Using the budget text below, explain in one to three sentences why the budget proposes closing the loophole that financial institutions use on derivatives contracts.

TEXT UNDER STUDY:
================
The government is proposing to extend the Employment Insurance Compassionate Care leave from six weeks to six months for Canadians caring for gravely ill family members.

=== Security and defence ===
The budget will spend $439 million from 2015 to 2019 on various national security measures, including counterterrorism programs at the Royal Canadian Mounted Police and the Canadian Security Intelligence Service (CSIS), increased Parliament Hill security, and an extra $2 million a year for the Security Intelligence Review Committee to enhance its oversight of CSIS's expanded operations.

The federal government will also spend $360 million in 2015 on its deployment in Iraq and $7.1 million to train Ukraine's security forces.

The military budget will be increased by $1.1 billion over three years starting in fiscal year 2017–18, from $20 billion in 2014–15. Ottawa is raising to from 2% to 3% the yearly escalator clause in the Department of National Defence's budget.

=== Public transit ===
In the budget is a proposal for a new approach to mass transit capital funding that would be based on long-term loans and private sector involvement. The government will establish the Public Transit Fund that would start at $250 million in 2017–18 and grow to $1 billion a year by 2019–20. The government states municipalities could borrow from this fund. Previously, the federal government had provided 1/3 of the capital funding for infrastructure projects. The fund is not established by the budget.

=== Manufacturing investments ===
The budget also provides $100 million over five years to help auto parts makers develop new products.

=== Post-secondary grants ===
The government is putting an extra $1.3 billion over six years into the Canada Foundation for Innovation, which provides grants for research infrastructure, mainly at colleges and universities.

== Taxes ==

=== Couples ===
The budget proposes to allow parents to split their income for tax purposes, which is expected to reduce tax revenues by $4.5 billion a year.

=== Small businesses ===
The government proposes to reduce the corporate income tax rate on businesses with less than $500,000 in annual income from 11% to 9% in 2019. This is expected to reduce tax revenues $1.2 billion a year when it is fully implemented.

=== Agricultural businesses ===
The government proposes to increase the lifetime capital gains exemption for farmers and fishing businesses from $800,000 to $1 million for all property sold on or after budget day.

=== Manufacturing ===
The government had introduced a temporary tax break during the Great Recession to encourage manufacturers to write off part of the cost of modernizing machinery and equipment over a short period of time. The accelerated Capital Cost Allowance has been repeatedly extended since 2007. This budget proposes to extend the measure until 2024, reducing government tax revenues by up to $360 million a year.

=== Banking ===
The budget proposes to close a loophole used by financial institutions on derivatives contracts, that the government estimates will generate as much as $365 million in the current fiscal year and $1.24 billion over the next four years. Banks would no longer be able to claim an income-tax deduction on dividends paid by Canadian companies under certain derivatives contracts. These "synthetic equity arrangements" have the "potential to significantly erode the Canadian tax base" according to the budget document.

== Civil service reforms ==
The government will save an estimated $900 million this year by targeting a "failing" and "antiquated" system that allows federal bureaucrats to bank their sick days. The government wants to replace the existing practice with a formal disability plan by collective bargaining. If negotiations fail, the government will implement a modernized sick leave and disability regime "within a reasonable time frame".
================
INFORMATION SHOWN:

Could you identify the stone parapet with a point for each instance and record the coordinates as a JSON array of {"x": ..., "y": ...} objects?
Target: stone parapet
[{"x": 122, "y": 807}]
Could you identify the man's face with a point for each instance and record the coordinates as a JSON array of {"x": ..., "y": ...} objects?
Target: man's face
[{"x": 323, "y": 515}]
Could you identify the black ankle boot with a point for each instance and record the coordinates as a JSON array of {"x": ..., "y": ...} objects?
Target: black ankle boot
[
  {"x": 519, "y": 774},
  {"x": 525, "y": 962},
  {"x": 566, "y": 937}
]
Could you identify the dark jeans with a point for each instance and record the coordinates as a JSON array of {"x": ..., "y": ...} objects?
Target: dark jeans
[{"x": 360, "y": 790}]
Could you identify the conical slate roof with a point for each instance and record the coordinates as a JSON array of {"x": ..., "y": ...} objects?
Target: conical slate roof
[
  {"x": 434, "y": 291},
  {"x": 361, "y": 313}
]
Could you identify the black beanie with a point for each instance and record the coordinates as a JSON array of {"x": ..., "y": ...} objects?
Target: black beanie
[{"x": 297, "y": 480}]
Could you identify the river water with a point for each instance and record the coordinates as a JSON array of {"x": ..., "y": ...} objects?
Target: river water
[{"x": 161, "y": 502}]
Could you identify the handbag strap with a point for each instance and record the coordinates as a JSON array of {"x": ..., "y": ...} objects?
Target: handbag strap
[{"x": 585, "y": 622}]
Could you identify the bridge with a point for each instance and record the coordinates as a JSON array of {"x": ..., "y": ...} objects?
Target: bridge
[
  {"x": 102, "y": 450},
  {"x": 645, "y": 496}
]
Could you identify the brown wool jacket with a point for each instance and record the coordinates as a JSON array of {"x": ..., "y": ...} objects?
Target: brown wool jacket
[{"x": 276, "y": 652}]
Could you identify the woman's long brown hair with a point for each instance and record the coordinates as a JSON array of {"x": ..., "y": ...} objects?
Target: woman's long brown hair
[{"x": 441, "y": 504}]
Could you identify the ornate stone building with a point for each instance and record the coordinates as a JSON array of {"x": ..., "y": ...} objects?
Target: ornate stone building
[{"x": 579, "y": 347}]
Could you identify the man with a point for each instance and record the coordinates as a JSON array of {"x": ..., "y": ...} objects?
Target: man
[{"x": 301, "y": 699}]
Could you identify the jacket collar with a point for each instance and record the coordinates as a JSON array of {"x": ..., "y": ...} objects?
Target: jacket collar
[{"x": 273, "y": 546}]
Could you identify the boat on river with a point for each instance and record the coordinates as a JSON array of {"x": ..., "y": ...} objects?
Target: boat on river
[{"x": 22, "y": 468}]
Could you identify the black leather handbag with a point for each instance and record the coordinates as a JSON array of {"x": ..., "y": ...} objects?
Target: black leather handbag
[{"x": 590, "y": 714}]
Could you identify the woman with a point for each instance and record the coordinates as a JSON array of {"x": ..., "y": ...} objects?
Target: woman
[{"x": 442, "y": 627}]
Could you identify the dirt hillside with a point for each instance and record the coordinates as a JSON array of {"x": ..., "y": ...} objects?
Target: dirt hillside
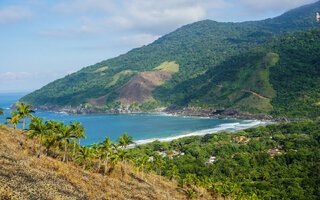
[
  {"x": 24, "y": 176},
  {"x": 140, "y": 87}
]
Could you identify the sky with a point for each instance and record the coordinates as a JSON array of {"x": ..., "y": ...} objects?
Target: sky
[{"x": 43, "y": 40}]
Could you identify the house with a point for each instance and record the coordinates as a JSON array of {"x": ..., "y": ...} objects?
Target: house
[
  {"x": 273, "y": 152},
  {"x": 241, "y": 139},
  {"x": 211, "y": 160}
]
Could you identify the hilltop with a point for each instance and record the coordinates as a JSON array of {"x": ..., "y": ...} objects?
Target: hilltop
[{"x": 160, "y": 74}]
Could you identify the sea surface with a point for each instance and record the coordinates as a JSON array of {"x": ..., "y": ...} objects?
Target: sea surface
[{"x": 143, "y": 128}]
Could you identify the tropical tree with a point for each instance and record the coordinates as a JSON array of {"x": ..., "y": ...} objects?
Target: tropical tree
[
  {"x": 97, "y": 153},
  {"x": 125, "y": 140},
  {"x": 106, "y": 147},
  {"x": 14, "y": 120},
  {"x": 191, "y": 194},
  {"x": 37, "y": 128},
  {"x": 160, "y": 164},
  {"x": 84, "y": 156},
  {"x": 121, "y": 155},
  {"x": 65, "y": 136},
  {"x": 78, "y": 132},
  {"x": 142, "y": 162},
  {"x": 24, "y": 111},
  {"x": 52, "y": 136},
  {"x": 172, "y": 171}
]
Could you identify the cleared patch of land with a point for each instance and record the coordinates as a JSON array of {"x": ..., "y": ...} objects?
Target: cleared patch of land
[
  {"x": 168, "y": 66},
  {"x": 140, "y": 86},
  {"x": 98, "y": 102},
  {"x": 101, "y": 69}
]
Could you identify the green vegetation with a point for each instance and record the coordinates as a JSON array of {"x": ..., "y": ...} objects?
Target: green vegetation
[
  {"x": 272, "y": 162},
  {"x": 279, "y": 78},
  {"x": 168, "y": 66},
  {"x": 200, "y": 50}
]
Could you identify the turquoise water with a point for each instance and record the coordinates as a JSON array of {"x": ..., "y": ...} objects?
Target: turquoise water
[{"x": 142, "y": 127}]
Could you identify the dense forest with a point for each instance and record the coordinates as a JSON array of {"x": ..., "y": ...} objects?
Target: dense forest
[
  {"x": 254, "y": 52},
  {"x": 277, "y": 161},
  {"x": 273, "y": 162},
  {"x": 284, "y": 72}
]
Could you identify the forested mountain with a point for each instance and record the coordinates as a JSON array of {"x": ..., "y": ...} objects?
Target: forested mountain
[
  {"x": 281, "y": 77},
  {"x": 225, "y": 65}
]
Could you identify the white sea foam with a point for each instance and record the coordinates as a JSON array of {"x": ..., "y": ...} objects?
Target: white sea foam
[{"x": 222, "y": 127}]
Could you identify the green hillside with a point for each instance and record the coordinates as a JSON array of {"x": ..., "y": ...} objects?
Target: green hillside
[
  {"x": 231, "y": 56},
  {"x": 281, "y": 77}
]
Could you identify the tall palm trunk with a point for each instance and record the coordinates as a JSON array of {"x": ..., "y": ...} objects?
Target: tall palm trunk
[
  {"x": 39, "y": 151},
  {"x": 125, "y": 163},
  {"x": 21, "y": 138},
  {"x": 121, "y": 172},
  {"x": 32, "y": 143},
  {"x": 105, "y": 165},
  {"x": 65, "y": 151},
  {"x": 74, "y": 149}
]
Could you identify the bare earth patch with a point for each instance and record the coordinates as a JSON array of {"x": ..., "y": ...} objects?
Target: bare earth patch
[
  {"x": 98, "y": 102},
  {"x": 140, "y": 87},
  {"x": 24, "y": 176}
]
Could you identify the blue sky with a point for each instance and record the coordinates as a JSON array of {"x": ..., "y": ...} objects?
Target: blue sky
[{"x": 43, "y": 40}]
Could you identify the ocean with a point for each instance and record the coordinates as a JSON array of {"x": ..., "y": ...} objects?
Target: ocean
[{"x": 144, "y": 128}]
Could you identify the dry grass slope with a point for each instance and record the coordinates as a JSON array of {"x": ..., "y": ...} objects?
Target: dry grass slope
[{"x": 24, "y": 176}]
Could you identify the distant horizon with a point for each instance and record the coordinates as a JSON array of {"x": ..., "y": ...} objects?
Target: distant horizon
[{"x": 45, "y": 40}]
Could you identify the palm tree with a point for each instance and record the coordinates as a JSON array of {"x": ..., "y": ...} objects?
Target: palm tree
[
  {"x": 24, "y": 111},
  {"x": 121, "y": 155},
  {"x": 65, "y": 136},
  {"x": 84, "y": 156},
  {"x": 78, "y": 132},
  {"x": 125, "y": 140},
  {"x": 142, "y": 162},
  {"x": 14, "y": 120},
  {"x": 97, "y": 153},
  {"x": 159, "y": 163},
  {"x": 106, "y": 147},
  {"x": 38, "y": 128},
  {"x": 191, "y": 194},
  {"x": 172, "y": 172}
]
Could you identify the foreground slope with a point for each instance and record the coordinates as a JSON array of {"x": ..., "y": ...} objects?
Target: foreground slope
[
  {"x": 24, "y": 176},
  {"x": 194, "y": 49}
]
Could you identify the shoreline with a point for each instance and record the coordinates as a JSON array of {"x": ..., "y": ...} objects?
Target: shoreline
[
  {"x": 171, "y": 110},
  {"x": 229, "y": 127}
]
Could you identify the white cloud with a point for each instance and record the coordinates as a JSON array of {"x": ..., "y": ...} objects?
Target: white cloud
[
  {"x": 137, "y": 40},
  {"x": 148, "y": 17},
  {"x": 17, "y": 75},
  {"x": 85, "y": 6},
  {"x": 14, "y": 13},
  {"x": 273, "y": 5},
  {"x": 155, "y": 17}
]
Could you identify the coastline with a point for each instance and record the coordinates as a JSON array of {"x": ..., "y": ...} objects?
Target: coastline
[{"x": 171, "y": 110}]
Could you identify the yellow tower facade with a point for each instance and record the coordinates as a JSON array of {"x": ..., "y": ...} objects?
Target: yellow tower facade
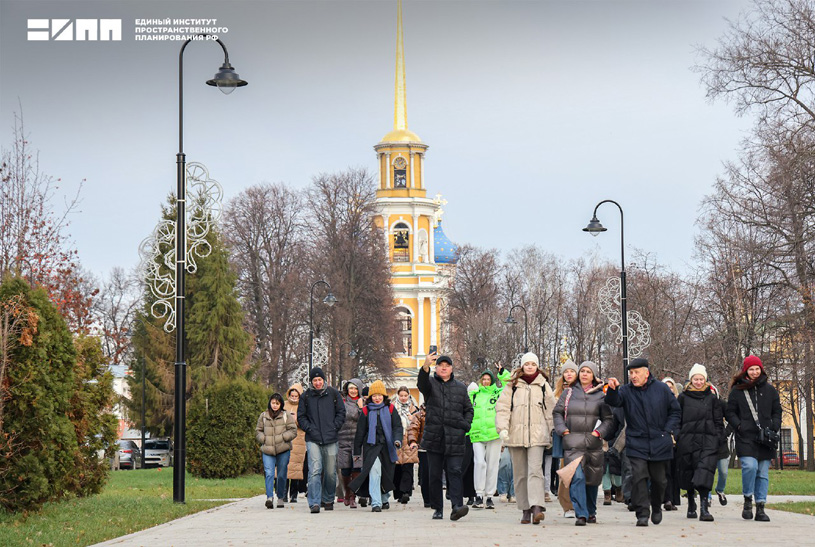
================
RESULT OF THIS EXERCISE: According to the budget document, these "synthetic equity arrangements" have the "potential to significantly erode the Canadian tax base." Under them, banks can claim an income-tax deduction on dividends paid by Canadian companies under certain derivatives contracts. Closing the loophole would end that deduction, and the government estimates it will generate as much as $365 million in the current fiscal year and $1.24 billion over the next four years.